▸ **Supplied information**
╔══
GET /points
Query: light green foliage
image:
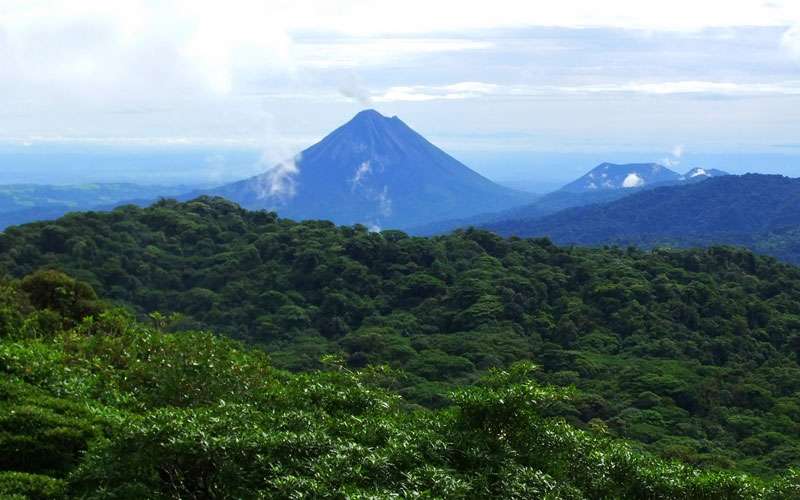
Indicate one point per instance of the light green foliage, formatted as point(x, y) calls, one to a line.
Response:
point(692, 353)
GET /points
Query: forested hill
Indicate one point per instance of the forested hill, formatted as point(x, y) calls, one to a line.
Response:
point(756, 211)
point(693, 354)
point(96, 405)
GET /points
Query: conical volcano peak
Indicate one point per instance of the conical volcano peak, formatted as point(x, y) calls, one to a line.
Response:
point(377, 171)
point(369, 114)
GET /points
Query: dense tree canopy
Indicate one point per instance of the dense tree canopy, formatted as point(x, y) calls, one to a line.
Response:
point(692, 354)
point(111, 408)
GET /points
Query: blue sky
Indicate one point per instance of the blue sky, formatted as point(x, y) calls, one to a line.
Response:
point(664, 79)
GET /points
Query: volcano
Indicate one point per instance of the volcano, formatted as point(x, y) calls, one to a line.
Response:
point(373, 170)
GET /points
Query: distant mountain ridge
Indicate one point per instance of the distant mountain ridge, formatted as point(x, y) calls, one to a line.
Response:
point(761, 212)
point(608, 176)
point(376, 171)
point(647, 176)
point(23, 203)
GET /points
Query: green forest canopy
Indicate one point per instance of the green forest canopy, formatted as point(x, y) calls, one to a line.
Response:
point(101, 406)
point(692, 354)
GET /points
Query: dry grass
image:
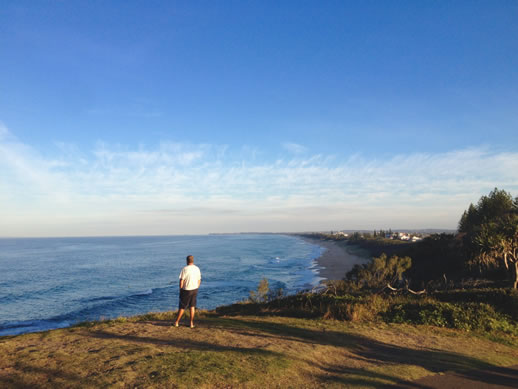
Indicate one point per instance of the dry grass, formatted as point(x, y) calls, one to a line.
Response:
point(240, 352)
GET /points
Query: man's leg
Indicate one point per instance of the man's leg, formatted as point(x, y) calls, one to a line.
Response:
point(180, 314)
point(192, 317)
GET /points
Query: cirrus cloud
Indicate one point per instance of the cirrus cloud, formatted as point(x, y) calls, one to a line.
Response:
point(198, 188)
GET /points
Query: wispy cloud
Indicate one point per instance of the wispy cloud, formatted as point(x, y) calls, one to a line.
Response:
point(189, 188)
point(294, 148)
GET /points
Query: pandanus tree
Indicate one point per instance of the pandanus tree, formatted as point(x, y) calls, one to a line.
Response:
point(498, 241)
point(490, 230)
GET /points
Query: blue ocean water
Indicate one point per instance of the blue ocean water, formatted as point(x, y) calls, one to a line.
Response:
point(55, 282)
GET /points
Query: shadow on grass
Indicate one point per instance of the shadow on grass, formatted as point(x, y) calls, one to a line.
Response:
point(370, 350)
point(360, 347)
point(48, 378)
point(501, 376)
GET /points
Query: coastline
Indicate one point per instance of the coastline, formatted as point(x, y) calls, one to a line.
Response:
point(338, 258)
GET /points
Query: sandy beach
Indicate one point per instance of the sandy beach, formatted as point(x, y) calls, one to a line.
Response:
point(338, 259)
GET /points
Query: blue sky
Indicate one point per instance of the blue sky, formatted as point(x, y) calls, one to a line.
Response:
point(194, 117)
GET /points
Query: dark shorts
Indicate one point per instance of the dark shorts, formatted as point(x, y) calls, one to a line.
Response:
point(188, 298)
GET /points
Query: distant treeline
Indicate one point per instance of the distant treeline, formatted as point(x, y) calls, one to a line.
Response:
point(485, 246)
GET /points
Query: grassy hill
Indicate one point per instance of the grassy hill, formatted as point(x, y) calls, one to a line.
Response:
point(243, 351)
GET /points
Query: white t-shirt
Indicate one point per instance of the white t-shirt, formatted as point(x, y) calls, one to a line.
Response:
point(191, 275)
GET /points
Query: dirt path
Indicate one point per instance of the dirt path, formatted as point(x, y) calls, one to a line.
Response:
point(251, 352)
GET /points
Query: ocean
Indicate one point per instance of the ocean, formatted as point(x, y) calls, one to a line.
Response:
point(48, 283)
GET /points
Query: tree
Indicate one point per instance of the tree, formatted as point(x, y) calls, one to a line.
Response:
point(490, 230)
point(498, 240)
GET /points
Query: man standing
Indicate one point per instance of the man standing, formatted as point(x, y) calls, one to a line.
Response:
point(190, 280)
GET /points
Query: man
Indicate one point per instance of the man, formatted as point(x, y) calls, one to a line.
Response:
point(190, 280)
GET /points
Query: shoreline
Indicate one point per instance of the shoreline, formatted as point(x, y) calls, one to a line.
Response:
point(337, 259)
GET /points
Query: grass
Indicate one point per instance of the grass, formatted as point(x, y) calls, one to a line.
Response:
point(242, 351)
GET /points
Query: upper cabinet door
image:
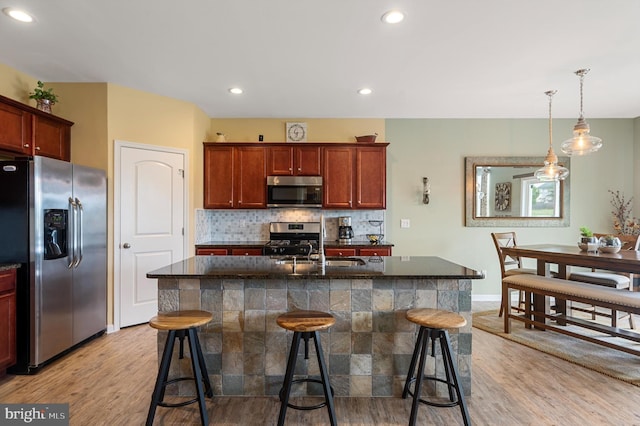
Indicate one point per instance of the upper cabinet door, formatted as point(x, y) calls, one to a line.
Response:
point(337, 179)
point(371, 178)
point(51, 139)
point(15, 133)
point(25, 130)
point(280, 161)
point(307, 161)
point(218, 177)
point(293, 161)
point(250, 178)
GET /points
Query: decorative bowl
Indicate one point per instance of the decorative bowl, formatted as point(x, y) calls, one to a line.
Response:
point(609, 249)
point(375, 238)
point(366, 138)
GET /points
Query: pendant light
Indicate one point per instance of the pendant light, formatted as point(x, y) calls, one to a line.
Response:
point(551, 171)
point(582, 143)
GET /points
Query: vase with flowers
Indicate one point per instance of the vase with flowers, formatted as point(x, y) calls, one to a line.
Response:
point(623, 221)
point(609, 244)
point(45, 98)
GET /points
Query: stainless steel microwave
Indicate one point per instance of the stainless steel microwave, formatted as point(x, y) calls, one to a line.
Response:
point(294, 191)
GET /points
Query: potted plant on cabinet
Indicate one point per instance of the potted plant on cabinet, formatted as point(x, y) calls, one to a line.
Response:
point(45, 98)
point(586, 238)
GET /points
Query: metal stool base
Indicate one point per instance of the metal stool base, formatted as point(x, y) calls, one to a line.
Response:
point(285, 392)
point(456, 394)
point(198, 367)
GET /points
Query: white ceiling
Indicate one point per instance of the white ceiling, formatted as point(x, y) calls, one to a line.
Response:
point(302, 58)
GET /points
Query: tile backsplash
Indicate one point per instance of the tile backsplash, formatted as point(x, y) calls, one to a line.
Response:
point(253, 225)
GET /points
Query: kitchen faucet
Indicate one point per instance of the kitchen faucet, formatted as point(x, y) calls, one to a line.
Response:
point(321, 259)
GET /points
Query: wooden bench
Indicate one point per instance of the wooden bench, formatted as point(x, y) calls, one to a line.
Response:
point(610, 298)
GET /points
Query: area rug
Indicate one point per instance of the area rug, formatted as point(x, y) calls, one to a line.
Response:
point(612, 362)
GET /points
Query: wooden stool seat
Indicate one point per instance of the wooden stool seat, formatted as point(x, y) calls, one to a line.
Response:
point(435, 318)
point(306, 325)
point(180, 320)
point(306, 321)
point(181, 325)
point(433, 326)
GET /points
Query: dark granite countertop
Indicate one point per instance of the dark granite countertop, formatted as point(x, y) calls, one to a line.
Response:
point(263, 267)
point(331, 244)
point(7, 266)
point(221, 244)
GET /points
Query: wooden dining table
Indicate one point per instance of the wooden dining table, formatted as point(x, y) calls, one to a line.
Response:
point(564, 256)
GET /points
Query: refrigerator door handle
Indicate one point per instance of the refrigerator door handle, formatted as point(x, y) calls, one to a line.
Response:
point(71, 235)
point(79, 231)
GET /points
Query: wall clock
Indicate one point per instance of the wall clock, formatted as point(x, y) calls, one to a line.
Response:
point(503, 196)
point(296, 132)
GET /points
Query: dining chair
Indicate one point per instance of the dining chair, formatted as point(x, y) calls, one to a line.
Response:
point(510, 265)
point(610, 279)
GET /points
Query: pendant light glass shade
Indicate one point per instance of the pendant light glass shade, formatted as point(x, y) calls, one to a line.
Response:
point(582, 142)
point(551, 171)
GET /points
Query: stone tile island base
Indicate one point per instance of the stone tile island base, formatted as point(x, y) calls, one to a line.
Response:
point(368, 350)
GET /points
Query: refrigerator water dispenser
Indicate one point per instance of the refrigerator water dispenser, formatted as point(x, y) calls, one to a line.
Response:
point(55, 234)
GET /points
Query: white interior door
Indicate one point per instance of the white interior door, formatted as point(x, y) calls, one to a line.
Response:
point(152, 201)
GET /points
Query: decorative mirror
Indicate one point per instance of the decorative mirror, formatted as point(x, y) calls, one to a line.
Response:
point(502, 191)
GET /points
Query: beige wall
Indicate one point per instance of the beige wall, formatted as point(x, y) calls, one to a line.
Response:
point(318, 130)
point(16, 85)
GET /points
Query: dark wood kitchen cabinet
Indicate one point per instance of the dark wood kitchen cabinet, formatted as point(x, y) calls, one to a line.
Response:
point(25, 130)
point(358, 251)
point(355, 177)
point(7, 319)
point(234, 177)
point(293, 161)
point(337, 177)
point(371, 178)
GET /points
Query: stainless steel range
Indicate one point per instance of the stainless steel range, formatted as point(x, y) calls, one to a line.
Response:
point(292, 239)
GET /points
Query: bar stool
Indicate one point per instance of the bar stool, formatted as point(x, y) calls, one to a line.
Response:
point(306, 325)
point(181, 324)
point(434, 324)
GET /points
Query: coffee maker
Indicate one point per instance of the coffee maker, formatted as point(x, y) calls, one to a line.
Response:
point(345, 232)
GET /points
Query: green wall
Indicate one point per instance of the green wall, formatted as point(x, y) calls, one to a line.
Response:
point(436, 148)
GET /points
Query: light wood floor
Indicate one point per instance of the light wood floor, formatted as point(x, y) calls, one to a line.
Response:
point(109, 382)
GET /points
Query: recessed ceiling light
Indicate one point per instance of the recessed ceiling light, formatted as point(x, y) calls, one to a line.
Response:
point(18, 15)
point(392, 17)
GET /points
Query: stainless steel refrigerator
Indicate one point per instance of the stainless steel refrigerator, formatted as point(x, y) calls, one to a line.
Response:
point(53, 222)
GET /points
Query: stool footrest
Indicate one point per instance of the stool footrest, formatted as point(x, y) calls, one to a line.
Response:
point(305, 407)
point(453, 403)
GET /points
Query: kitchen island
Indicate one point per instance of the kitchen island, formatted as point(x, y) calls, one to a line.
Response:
point(369, 348)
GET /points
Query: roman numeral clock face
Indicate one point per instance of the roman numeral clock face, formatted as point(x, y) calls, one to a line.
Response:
point(296, 132)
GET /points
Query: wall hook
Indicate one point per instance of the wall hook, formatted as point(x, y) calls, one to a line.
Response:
point(426, 190)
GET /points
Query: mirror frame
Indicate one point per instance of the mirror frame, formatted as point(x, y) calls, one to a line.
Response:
point(470, 218)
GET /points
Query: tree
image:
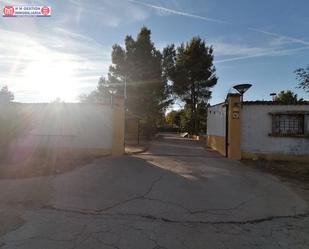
╚══
▸ **What the exercise asks**
Lay out the data as a Markdown table with the columns "Number" and "Entry", starting with the first line and going on through the line with "point(111, 408)". Number each row, skip blank lines, and leave the pictures out.

▸ **The response**
| Number | Entry |
|---|---|
| 1 | GET /points |
| 2 | Query: light green foliage |
| 3 | image: |
| 4 | Indicate one point per instance of the light green foliage, formatted as point(x, y) calls, one to a line. |
| 5 | Response: |
| 6 | point(692, 353) |
| 7 | GET /points |
| 8 | Query: forested hill |
| 9 | Indicate one point per instance of the forested hill, formatted as point(x, y) calls, one to a line. |
| 10 | Response: |
| 11 | point(756, 211) |
| 12 | point(693, 354) |
| 13 | point(96, 405) |
| 14 | GET /points |
| 15 | Query: conical volcano peak |
| 16 | Indicate one point per instance of the conical volcano peak, formatted as point(x, y) calls, one to a line. |
| 17 | Response: |
| 18 | point(377, 171) |
| 19 | point(369, 114) |
| 20 | GET /points |
| 21 | Query: dense tree canopy |
| 22 | Indicate one point per instance of the dense tree canopy, formatted as point(x, y) calls, one to a line. |
| 23 | Response: |
| 24 | point(692, 354) |
| 25 | point(111, 408) |